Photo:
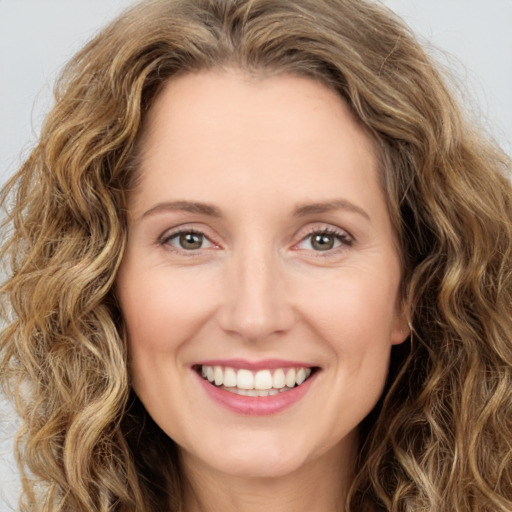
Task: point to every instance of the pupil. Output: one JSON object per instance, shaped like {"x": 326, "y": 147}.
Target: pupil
{"x": 323, "y": 242}
{"x": 191, "y": 241}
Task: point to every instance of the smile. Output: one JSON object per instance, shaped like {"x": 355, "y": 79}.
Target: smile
{"x": 265, "y": 382}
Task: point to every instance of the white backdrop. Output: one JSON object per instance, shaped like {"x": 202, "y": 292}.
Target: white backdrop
{"x": 38, "y": 36}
###
WRITTEN TASK: Please repeat every line of the data above, leave out the pictures, and add 117 to each x and y coordinate in the answers. Keep the sample coordinates in the output shapes unchanged.

FINAL RESULT:
Photo:
Task: point to every instance of the pupil. Output: one JSON object per instance, shaped like {"x": 326, "y": 147}.
Target: pupil
{"x": 440, "y": 359}
{"x": 308, "y": 358}
Task: point to every instance of the smile. Output: one JSON object per instance, shaped like {"x": 355, "y": 79}.
Target: smile
{"x": 382, "y": 499}
Task: point to every instance of the white backdrop. Output: one JSON object per instance, shaped like {"x": 202, "y": 292}.
Target: white backdrop
{"x": 155, "y": 153}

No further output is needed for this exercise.